───── TRECHO DO DOCUMENTO

De acordo com o jurista Maierovitch, o PCC atua hoje 22 Estados brasileiros e possui cerca de 30 mil membros. Só em São Paulo, são 8 mil. Para ele, isso demonstra uma "expansão impressionante" e um indicativo de que o grupo pode se tornar uma organização tão poderosa a ponto de ser considerada uma máfia.

Na avaliação dele, após a onda de ataques que promoveu em 2006, o PCC ganhou mais força e "se tornou uma organização pré-mafiosa". "Hoje, tem controle de território, social e difunde o medo, além de poder ter influência eleitoral, assim como teve a Marcha da Sicília em favor do partido da Democracia Cristã na Itália", afirmou.

Para ele, apesar de uma transnacionalidade das atividades do PCC, como Paraguai, Bolívia e alianças com colombianos, ainda falta uma atuação maior em outros países para que o grupo seja considerado, de fato, uma máfia. Mas, acrescenta, o PCC "caminha a passos largos" para se tornar uma organização mafiosa e talvez não tenha atingido esse nível porque não tem o "intelecto necessário".

"Hoje, a máfia mais forte é a 'Ndrangheta calabresa, que foi descoberta operando na bolsa de Frankfurt. O que o PCC tem hoje nessa dimensão? O que deve ser feito para evitar chegar nesse ponto é atacar a economia do crime organizado. Precisa de mais policiais infiltrados para saber onde o PCC lava dinheiro para sufocá-lo", afirmou.

Já Bruno Paes Manso não acredita que isso deva acontecer com o PCC. Um dos entraves, no ponto de vista dele, é a dificuldade do grupo fazer alianças nos cargos políticos e instituições de maior representatividade pública.

"Uma máfia demanda uma conivência das instituições. E eu tenho um certo ceticismo de até que ponto eles têm isso, apesar de ter poder financeiro para corromper agentes do Estado. O PCC é visto hoje como o grande inimigo brasileiro. No Brasil, querem que os bandidos morram, sejam exterminados e quando um parlamentar é visto facilitando a vida da facção costuma ser escorraçado", afirmou.

O pesquisador da USP afirma que a situação é diferente, no entanto, em relação às milícias. Isso porque esses grupos, segundo ele, têm capacidade de influenciar moradores e fazerem o discurso de propiciar mais segurança, além de uma maior capacidade de influenciar na política.

──────────

## AÇÕES NECESSÁRIAS
[1] No trecho sobre o PCC, quantos membros a facção tem apenas em São Paulo?
[2] Por favor, continue o trecho sobre o PCC a partir da última frase apresentada.

───── ENTRADAS

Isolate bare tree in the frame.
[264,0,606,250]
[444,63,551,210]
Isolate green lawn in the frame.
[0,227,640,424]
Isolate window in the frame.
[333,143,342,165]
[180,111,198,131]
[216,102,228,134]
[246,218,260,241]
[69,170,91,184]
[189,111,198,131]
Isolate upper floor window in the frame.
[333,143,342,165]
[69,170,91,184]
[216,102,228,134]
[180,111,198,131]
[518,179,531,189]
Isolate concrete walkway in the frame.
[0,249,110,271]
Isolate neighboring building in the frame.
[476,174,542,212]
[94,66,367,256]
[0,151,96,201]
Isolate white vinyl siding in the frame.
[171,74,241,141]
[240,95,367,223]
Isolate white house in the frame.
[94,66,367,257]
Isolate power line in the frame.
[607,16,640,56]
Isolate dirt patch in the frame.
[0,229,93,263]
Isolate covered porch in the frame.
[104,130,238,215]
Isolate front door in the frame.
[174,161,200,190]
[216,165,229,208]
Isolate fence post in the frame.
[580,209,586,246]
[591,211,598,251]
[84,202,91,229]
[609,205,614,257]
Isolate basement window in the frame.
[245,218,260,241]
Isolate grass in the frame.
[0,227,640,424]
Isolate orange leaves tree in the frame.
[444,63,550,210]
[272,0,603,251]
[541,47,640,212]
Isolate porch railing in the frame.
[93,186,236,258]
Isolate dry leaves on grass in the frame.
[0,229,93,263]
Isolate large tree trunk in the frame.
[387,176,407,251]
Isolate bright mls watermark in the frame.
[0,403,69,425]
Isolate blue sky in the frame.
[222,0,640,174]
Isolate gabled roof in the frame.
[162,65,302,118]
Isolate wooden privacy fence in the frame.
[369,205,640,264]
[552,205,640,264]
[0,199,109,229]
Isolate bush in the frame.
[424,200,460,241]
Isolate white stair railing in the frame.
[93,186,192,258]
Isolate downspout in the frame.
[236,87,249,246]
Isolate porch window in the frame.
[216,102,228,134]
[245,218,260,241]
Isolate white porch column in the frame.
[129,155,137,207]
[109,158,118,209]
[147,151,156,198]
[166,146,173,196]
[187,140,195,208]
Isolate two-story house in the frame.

──────────

## RESPOSTAS DAS TAREFAS
[1] 8 mil.

[2]
"A máfia iria mais para o lado das milícias. Acho que esse seria o caminho mais brasileiro porque o PCC é mais uma federação que regulamenta a compra e venda de drogas. Já as milícias têm o discurso de combate ao crime, mas também ganham dinheiro com ele. Elas possuem uma proposta de Estado em permanente combate ao crime, mas que lucra muito com ele", afirmou.

Os dois especialistas concordam, no entanto, que a saída é sufocar as finanças e diminuir as margens de lucro para que as facções tenham menos poder.

"O PCC tem investido em vendas para fora do país. Ele tem acesso a exportação via porto de Santos e consolidou receitas no Paraguai, além de ter expandido para outros lugares", disse Bruno Paes Manso.

Para Maierovitch, é necessário entender a dimensão financeira do PCC, não negociar de forma alguma e evitar confrontos políticos ou divulgações. Ele cita especialmente a fala do ministro da Justiça e Segurança Pública, Sergio Moro, que, em uma publicação no Twitter disse que se os fugitivos do PCC "voltarem ao Brasil, ganham passagem só de ida para presídio federal."

"Não se responde ao crime. O que se viu de musculatura do PCC hoje é algo de um gigante. Esse tipo de bravata de facção não se responde, mas se age. Podem ser pessoas inexpressivas fugindo. Essa atitude é um populismo equivocado apenas para mostrar para a população e jogar para torcida", afirmou o desembargador aposentado.